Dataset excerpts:
-.-.-
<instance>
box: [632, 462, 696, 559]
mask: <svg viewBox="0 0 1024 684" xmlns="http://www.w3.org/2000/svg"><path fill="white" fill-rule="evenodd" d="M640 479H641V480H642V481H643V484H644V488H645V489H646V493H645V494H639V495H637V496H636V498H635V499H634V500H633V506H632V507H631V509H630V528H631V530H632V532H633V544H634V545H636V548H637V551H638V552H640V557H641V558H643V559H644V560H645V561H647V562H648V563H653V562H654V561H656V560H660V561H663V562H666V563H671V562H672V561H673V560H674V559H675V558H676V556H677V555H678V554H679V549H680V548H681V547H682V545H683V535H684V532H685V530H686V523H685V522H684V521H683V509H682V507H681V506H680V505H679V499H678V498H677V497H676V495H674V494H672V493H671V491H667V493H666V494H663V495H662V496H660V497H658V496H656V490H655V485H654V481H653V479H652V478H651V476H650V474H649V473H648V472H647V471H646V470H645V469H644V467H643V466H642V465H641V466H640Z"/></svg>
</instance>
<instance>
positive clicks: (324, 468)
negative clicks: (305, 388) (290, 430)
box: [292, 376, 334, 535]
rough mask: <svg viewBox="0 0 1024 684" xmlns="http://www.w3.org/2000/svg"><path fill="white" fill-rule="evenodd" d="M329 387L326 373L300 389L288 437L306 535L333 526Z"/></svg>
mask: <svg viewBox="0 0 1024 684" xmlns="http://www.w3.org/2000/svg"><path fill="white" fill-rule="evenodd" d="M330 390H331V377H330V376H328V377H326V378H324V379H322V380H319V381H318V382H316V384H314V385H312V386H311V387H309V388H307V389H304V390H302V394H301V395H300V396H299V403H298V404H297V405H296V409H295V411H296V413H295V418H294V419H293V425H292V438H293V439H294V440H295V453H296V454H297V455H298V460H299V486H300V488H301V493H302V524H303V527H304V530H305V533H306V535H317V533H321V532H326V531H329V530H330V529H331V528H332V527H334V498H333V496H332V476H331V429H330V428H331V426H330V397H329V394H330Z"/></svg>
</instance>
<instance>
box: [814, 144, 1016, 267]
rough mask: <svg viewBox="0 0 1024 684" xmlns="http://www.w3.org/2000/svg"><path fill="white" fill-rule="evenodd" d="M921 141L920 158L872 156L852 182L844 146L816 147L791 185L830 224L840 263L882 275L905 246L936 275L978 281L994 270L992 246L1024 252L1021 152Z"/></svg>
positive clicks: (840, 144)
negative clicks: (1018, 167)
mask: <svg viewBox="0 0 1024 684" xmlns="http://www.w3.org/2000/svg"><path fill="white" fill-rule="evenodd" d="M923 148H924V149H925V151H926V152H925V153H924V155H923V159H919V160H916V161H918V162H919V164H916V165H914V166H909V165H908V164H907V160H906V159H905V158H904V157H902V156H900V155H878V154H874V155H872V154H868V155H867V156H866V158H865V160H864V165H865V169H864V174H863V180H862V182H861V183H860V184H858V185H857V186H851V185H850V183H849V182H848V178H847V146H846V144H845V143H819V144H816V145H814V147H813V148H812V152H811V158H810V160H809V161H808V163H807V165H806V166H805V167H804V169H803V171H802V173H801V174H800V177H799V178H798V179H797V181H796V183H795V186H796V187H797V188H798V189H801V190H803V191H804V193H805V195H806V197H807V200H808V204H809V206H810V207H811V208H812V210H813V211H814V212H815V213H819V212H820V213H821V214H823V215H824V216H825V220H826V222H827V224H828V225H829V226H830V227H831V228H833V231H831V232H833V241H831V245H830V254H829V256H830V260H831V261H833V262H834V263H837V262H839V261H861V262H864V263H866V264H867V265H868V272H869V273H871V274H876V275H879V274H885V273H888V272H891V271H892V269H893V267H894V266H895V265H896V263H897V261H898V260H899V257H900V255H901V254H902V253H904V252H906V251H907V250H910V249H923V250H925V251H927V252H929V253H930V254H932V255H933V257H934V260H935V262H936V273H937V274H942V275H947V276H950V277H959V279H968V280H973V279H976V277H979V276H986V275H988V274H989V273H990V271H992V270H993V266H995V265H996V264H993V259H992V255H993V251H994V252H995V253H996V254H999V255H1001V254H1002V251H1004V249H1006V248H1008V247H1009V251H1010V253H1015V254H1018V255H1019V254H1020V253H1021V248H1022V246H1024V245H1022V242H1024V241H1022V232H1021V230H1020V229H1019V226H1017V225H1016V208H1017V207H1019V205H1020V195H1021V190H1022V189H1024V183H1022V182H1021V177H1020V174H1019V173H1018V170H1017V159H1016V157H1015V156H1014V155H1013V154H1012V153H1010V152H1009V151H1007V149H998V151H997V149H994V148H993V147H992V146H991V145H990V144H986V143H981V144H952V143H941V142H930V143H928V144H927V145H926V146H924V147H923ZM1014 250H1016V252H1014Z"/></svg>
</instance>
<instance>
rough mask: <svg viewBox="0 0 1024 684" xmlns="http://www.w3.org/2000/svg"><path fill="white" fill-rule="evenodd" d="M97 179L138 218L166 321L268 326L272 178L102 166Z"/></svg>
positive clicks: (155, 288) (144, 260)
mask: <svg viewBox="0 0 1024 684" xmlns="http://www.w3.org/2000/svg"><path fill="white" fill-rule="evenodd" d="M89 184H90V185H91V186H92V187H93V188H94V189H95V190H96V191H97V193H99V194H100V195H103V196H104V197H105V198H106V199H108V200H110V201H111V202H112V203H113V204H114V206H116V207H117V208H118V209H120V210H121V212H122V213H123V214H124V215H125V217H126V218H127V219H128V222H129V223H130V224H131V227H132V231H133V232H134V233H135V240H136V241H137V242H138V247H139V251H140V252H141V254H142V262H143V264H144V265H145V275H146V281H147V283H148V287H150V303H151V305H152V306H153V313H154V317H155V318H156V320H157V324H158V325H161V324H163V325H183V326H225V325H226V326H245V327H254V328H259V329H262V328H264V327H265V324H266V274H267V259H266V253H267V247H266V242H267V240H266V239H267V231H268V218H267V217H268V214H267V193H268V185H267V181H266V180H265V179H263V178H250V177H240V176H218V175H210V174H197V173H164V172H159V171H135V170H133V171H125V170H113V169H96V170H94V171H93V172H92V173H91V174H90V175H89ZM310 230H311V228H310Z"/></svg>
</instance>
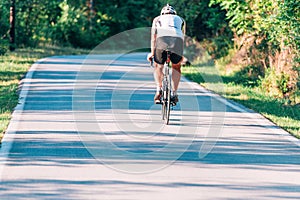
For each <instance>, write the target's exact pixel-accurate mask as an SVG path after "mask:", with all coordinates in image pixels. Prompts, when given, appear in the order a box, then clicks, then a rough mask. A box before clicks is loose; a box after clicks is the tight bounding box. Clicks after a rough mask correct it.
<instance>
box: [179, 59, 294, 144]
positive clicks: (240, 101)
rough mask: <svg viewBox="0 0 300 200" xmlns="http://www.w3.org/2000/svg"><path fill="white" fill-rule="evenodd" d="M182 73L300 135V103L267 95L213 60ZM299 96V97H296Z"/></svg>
mask: <svg viewBox="0 0 300 200" xmlns="http://www.w3.org/2000/svg"><path fill="white" fill-rule="evenodd" d="M182 74H183V75H184V76H185V77H187V78H188V79H190V80H192V81H195V82H197V83H199V84H201V85H202V86H204V87H205V88H207V89H209V90H211V91H214V92H216V93H218V94H220V95H222V96H223V97H225V98H227V99H231V100H233V101H235V102H238V103H240V104H242V105H244V106H246V107H248V108H250V109H252V110H254V111H256V112H258V113H260V114H262V115H263V116H264V117H266V118H268V119H269V120H271V121H272V122H273V123H275V124H276V125H278V126H280V127H281V128H283V129H285V130H286V131H288V132H289V133H290V134H292V135H293V136H295V137H297V138H300V106H299V104H296V105H286V102H285V101H284V100H282V99H278V98H274V97H270V96H266V95H265V94H264V92H263V91H262V89H261V88H260V87H258V86H255V85H251V83H250V84H249V85H250V86H249V85H246V84H243V83H241V82H240V81H239V80H238V79H239V77H236V76H234V75H232V74H231V75H226V74H225V73H224V71H223V69H221V68H218V69H217V68H216V67H215V66H214V64H212V63H204V64H200V65H197V66H189V67H183V68H182ZM297 98H298V99H299V96H298V97H297Z"/></svg>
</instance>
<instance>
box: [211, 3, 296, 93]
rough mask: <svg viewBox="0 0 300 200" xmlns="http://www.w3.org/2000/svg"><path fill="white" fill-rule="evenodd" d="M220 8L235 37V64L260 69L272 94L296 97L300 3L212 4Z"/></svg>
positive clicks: (225, 3) (235, 3)
mask: <svg viewBox="0 0 300 200" xmlns="http://www.w3.org/2000/svg"><path fill="white" fill-rule="evenodd" d="M216 4H217V5H220V6H221V7H222V9H223V10H225V11H226V16H227V19H228V20H229V26H230V28H231V29H232V31H233V33H234V35H235V47H236V48H237V49H238V51H237V54H236V55H235V57H234V59H235V62H237V63H240V64H242V65H244V66H249V65H251V66H254V67H257V66H259V68H260V69H262V72H261V74H264V73H266V77H265V78H264V79H265V80H263V81H262V83H263V86H264V87H268V88H267V89H266V91H270V94H272V95H274V96H277V97H278V96H281V97H283V96H284V97H286V96H289V95H290V94H291V93H294V92H295V91H296V90H297V79H298V77H299V74H298V70H297V68H299V62H297V60H299V55H300V48H299V44H300V42H299V38H300V30H299V29H300V28H299V27H300V20H299V19H300V11H299V10H300V2H299V1H293V0H285V1H281V0H276V1H273V0H264V1H261V0H254V1H250V0H246V1H242V0H211V5H216ZM241 58H246V59H245V60H246V62H241V61H242V60H243V59H241ZM268 68H270V69H271V70H269V69H268ZM270 71H272V73H270ZM273 73H275V74H273ZM270 78H271V79H270ZM298 81H299V79H298ZM269 82H270V83H269ZM291 90H292V91H291ZM271 91H272V92H271Z"/></svg>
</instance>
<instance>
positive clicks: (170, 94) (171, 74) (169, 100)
mask: <svg viewBox="0 0 300 200" xmlns="http://www.w3.org/2000/svg"><path fill="white" fill-rule="evenodd" d="M166 54H167V59H166V61H165V63H164V67H163V80H162V88H161V89H162V91H161V92H162V93H161V100H160V104H161V105H162V106H161V115H162V120H163V121H164V123H165V124H166V125H168V124H169V121H170V110H171V108H172V107H173V106H175V105H176V103H175V102H173V101H172V100H171V93H172V70H170V62H171V60H170V55H171V52H170V51H166ZM151 65H153V58H152V62H151Z"/></svg>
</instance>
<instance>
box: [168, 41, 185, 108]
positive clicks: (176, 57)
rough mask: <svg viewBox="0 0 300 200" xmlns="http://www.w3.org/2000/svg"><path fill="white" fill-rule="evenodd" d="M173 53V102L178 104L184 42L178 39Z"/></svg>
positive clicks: (174, 42)
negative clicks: (177, 91)
mask: <svg viewBox="0 0 300 200" xmlns="http://www.w3.org/2000/svg"><path fill="white" fill-rule="evenodd" d="M174 43H175V45H174V49H173V53H172V54H171V61H172V82H173V94H172V100H173V101H174V102H175V103H176V102H178V95H177V90H178V87H179V82H180V78H181V62H182V60H183V56H182V54H183V40H182V39H180V38H176V40H175V42H174Z"/></svg>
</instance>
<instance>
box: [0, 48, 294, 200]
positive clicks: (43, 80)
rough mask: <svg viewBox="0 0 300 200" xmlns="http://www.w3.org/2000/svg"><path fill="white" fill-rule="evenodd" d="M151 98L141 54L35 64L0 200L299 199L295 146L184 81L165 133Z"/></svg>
mask: <svg viewBox="0 0 300 200" xmlns="http://www.w3.org/2000/svg"><path fill="white" fill-rule="evenodd" d="M154 92H155V85H154V80H153V69H152V68H150V67H149V64H148V63H147V61H146V54H145V53H135V54H128V55H90V56H87V57H85V56H57V57H51V58H45V59H42V60H40V61H39V62H37V63H35V64H34V65H33V66H32V68H31V70H30V71H29V73H28V74H27V76H26V78H25V79H24V80H23V83H22V90H21V93H20V103H19V104H18V106H17V107H16V109H15V112H14V114H13V118H12V120H11V123H10V126H9V128H8V131H7V133H6V135H5V137H4V139H3V142H2V146H1V148H0V153H1V154H0V155H1V157H0V159H1V160H0V161H1V163H0V173H1V186H0V199H4V200H6V199H14V200H15V199H101V200H102V199H130V200H132V199H138V200H141V199H151V200H153V199H164V200H165V199H174V200H175V199H178V200H183V199H189V200H192V199H213V200H216V199H255V200H257V199H272V200H273V199H300V149H299V140H297V139H295V138H293V137H291V136H290V135H289V134H288V133H286V132H285V131H283V130H282V129H280V128H278V127H276V126H275V125H274V124H272V123H271V122H270V121H268V120H267V119H265V118H263V117H262V116H261V115H259V114H257V113H254V112H252V111H250V110H248V109H246V108H244V107H242V106H240V105H238V104H236V103H232V102H228V101H226V100H225V99H223V98H221V97H219V96H218V95H216V94H214V93H211V92H209V91H206V90H205V89H203V88H201V87H200V86H198V85H197V84H195V83H192V82H189V81H187V80H185V79H182V81H181V83H180V91H179V98H180V103H179V104H178V105H177V106H176V107H174V108H173V110H172V111H171V119H170V125H168V126H165V125H163V123H162V120H161V116H160V112H161V111H160V106H159V105H153V95H154Z"/></svg>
-.-.-
About this exercise
Given the records above, return exactly the lines starting at the line containing "positive clicks: (170, 94)" and ending at the line containing "positive clicks: (43, 80)", including both.

Output
positive clicks: (170, 94) (171, 74) (169, 100)
mask: <svg viewBox="0 0 300 200" xmlns="http://www.w3.org/2000/svg"><path fill="white" fill-rule="evenodd" d="M166 54H167V59H166V61H165V63H164V67H163V80H162V88H161V89H162V91H161V92H162V93H161V100H160V104H161V105H162V106H161V115H162V120H163V121H164V123H165V124H166V125H168V124H169V121H170V110H171V108H172V107H173V106H175V105H176V103H175V102H173V101H172V100H171V93H172V70H170V62H171V60H170V55H171V52H170V51H166ZM151 65H153V58H152V62H151Z"/></svg>
</instance>
<instance>
box: [168, 41, 185, 108]
positive clicks: (176, 57)
rough mask: <svg viewBox="0 0 300 200" xmlns="http://www.w3.org/2000/svg"><path fill="white" fill-rule="evenodd" d="M173 53V102L178 104L184 42L178 39Z"/></svg>
positive clicks: (174, 42)
negative clicks: (177, 91)
mask: <svg viewBox="0 0 300 200" xmlns="http://www.w3.org/2000/svg"><path fill="white" fill-rule="evenodd" d="M174 43H175V45H174V49H173V53H172V54H171V61H172V82H173V94H172V100H173V101H174V102H175V103H176V102H178V95H177V90H178V87H179V82H180V78H181V62H182V60H183V56H182V54H183V40H182V39H180V38H176V40H175V42H174Z"/></svg>
</instance>
<instance>
box: [0, 48, 294, 200]
positive clicks: (43, 80)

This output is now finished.